▸ RECORDED INFORMATION:
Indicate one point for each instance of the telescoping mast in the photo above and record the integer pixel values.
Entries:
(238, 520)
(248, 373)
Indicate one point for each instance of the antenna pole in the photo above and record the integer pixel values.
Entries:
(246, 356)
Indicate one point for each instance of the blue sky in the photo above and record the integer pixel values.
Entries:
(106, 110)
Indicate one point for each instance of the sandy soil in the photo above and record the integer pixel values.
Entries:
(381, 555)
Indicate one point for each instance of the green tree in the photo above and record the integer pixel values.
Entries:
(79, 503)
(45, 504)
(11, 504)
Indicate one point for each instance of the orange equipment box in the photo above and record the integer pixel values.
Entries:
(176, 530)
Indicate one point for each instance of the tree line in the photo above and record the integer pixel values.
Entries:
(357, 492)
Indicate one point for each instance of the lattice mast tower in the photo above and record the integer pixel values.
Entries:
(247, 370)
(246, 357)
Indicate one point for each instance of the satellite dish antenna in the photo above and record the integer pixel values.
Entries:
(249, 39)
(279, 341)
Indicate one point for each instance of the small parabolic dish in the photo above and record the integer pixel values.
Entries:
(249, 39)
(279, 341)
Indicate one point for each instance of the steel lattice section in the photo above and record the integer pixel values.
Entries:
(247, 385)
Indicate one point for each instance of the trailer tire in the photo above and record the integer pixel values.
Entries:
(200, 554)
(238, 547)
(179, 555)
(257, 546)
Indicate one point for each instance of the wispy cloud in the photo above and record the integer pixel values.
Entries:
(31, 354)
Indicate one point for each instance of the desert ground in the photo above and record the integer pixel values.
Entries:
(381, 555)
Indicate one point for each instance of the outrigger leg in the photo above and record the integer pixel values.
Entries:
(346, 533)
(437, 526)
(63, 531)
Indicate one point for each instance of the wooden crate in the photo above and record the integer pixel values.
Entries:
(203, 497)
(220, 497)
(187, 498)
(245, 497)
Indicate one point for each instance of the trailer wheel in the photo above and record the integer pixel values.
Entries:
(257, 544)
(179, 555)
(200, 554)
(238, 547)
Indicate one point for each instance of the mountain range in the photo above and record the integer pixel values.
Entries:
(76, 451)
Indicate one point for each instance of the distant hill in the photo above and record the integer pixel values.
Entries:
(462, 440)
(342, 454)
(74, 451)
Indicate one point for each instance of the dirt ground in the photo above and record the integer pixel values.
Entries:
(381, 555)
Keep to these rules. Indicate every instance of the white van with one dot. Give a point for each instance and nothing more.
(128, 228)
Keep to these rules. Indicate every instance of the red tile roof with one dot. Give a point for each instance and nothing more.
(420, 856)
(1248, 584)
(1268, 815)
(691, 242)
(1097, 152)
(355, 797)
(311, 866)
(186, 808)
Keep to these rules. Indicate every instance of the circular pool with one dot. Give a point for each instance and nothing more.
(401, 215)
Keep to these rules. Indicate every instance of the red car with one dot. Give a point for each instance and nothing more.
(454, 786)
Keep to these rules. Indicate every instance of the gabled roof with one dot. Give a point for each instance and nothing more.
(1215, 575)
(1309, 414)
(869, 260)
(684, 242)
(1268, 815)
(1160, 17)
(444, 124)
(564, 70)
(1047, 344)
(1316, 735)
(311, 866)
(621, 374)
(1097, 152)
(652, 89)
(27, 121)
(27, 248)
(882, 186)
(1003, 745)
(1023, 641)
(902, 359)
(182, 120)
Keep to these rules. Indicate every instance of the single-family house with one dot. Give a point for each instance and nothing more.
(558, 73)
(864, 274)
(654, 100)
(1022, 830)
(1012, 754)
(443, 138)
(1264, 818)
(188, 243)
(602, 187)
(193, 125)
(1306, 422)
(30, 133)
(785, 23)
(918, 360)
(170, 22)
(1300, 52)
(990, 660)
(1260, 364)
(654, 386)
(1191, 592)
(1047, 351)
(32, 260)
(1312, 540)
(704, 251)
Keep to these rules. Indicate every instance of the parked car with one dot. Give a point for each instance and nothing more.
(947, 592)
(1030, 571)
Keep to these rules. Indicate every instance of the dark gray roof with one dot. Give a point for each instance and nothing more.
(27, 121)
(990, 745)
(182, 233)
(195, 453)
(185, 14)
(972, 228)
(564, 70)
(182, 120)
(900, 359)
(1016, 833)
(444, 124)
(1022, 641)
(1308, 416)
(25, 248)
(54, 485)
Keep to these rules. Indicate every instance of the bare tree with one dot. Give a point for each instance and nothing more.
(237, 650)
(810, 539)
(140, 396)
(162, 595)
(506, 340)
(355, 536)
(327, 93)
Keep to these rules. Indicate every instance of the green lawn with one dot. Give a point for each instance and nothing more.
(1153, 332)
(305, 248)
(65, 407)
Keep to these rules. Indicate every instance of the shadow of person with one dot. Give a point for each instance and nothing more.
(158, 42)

▸ GIVEN EXERCISE: Reproduce every line of the records above verbatim, from the first through the last, without changing anything.

▸ ANSWER TO THE TASK:
Indicate one point for each instance of the telescoping mast in the photo above and record the integer pixel values.
Entries:
(238, 520)
(248, 373)
Indicate one point for each instance of the antenna pole in the photo above and record the integer pixel values.
Entries:
(246, 356)
Indicate one point for each instance of the blue sky in the photo above and record the integer pixel values.
Entries:
(106, 110)
Indicate one point for each instance of the sandy soil in the photo above and record the integer pixel values.
Entries:
(381, 555)
Indicate one point for each instance of the green tree in the photo above and record the integer pixel values.
Entries:
(79, 503)
(45, 504)
(11, 504)
Indicate one point for each instance of the orange equipment box in the photo above and record the integer pixel values.
Entries:
(176, 530)
Indicate one point for each instance of the tree line in the photo above and record the integer pixel values.
Entries:
(357, 492)
Indicate one point for each instance of the lattice mast tower in the photo above and record the integer pixel values.
Entries:
(247, 370)
(246, 357)
Indicate one point for each instance of the satellite dish antenna in the photo above and record the integer pixel values.
Entries:
(249, 39)
(279, 341)
Indicate one point for each instance of the small parabolic dish in the photo above and record the integer pixel values.
Entries:
(249, 39)
(279, 341)
Indicate one point for each instance of the steel lattice section in the photo above and record the integer pixel values.
Entries:
(247, 385)
Indicate one point for each instance of the trailer tire in the photo above and record the integer pixel values.
Entries:
(200, 554)
(238, 547)
(179, 555)
(257, 546)
Indicate one point for each instance of the wispy cloud in the photo above and record the integer pixel values.
Entries:
(31, 354)
Indicate one point for each instance of the desert ground in the photo above and record the integer pixel values.
Entries:
(381, 555)
Indicate one point for each instance of the outrigger leg in the photo above and record the integer pixel values.
Entries:
(346, 533)
(437, 526)
(63, 531)
Indicate one point for each instance of the wooden crate in the photo above and record the integer pixel values.
Entries:
(203, 497)
(220, 497)
(187, 498)
(245, 497)
Indicate one point for each instance of the trailer wheel in the photo above and record the integer pixel values.
Entries:
(257, 544)
(179, 555)
(200, 554)
(238, 547)
Indicate one point for each instance of the mountain range in the photo above and record the integer pixel values.
Entries:
(76, 451)
Indicate one point for each instance of the distant hill in the photo above and record the integer pixel values.
Entries:
(462, 440)
(342, 454)
(74, 451)
Indicate one point for each instance of the dirt ground in the photo above and record the integer pixel values.
Entries:
(381, 555)
Keep to these rules. Indicate every instance of the white van with one dot. Give a point for each instance and nothing more.
(128, 228)
Keep to these rules. Indicate every instance of the red tile roof with one dot. Give a point for each instance and nothing more.
(420, 856)
(1248, 584)
(1268, 815)
(691, 242)
(1097, 152)
(355, 797)
(311, 866)
(186, 808)
Keep to these rules. Indicate every instance of the circular pool with one dot. Give a point for each instance and nothing more.
(401, 215)
Keep to these rules. Indicate every instance of the red car with one dot. Give a point for each instance and nothing more.
(454, 786)
Keep to these rules. Indicate every instance of the gabled roof with one dot. Give a point for each instance and nothing more.
(1215, 575)
(1309, 414)
(869, 260)
(684, 242)
(1268, 815)
(1160, 17)
(444, 124)
(564, 70)
(1047, 344)
(1316, 735)
(311, 866)
(621, 374)
(1097, 152)
(652, 89)
(27, 121)
(27, 248)
(882, 186)
(1003, 745)
(1023, 641)
(902, 359)
(182, 120)
Keep to these rules. Indicate every instance of the single-family house with one dot. Give a point for each instance and nothing more.
(558, 73)
(864, 274)
(654, 100)
(1022, 830)
(1012, 754)
(443, 138)
(1264, 818)
(188, 243)
(602, 187)
(193, 125)
(1306, 422)
(30, 133)
(785, 23)
(918, 360)
(170, 22)
(1300, 52)
(990, 660)
(1260, 364)
(654, 386)
(1191, 592)
(1047, 351)
(32, 260)
(1312, 540)
(704, 251)
Keep to these rules. Indicate every instance of the parked car with one dot. Give a point for each instance and nothing more.
(947, 592)
(1030, 571)
Keep to these rules. Indicate every instance of the dark gray roof with one dot. Give a point for each instance and nothing more.
(27, 121)
(990, 745)
(182, 233)
(195, 453)
(185, 14)
(972, 228)
(564, 70)
(182, 120)
(900, 359)
(1016, 833)
(444, 124)
(1022, 641)
(1308, 416)
(25, 248)
(54, 485)
Keep to these rules. Indicate every instance of the bare tree with one dot. Give a point for each instance and nothing more.
(237, 650)
(810, 539)
(140, 396)
(162, 595)
(506, 340)
(355, 536)
(327, 93)
Keep to these rules. Indicate every instance of the green lawn with one dot. Give a point for each instance and nothing more.
(1153, 332)
(305, 248)
(65, 407)
Keep to these rules. Indicate every instance of the shadow of person with one dot. Give a point for each instance and nothing more.
(158, 42)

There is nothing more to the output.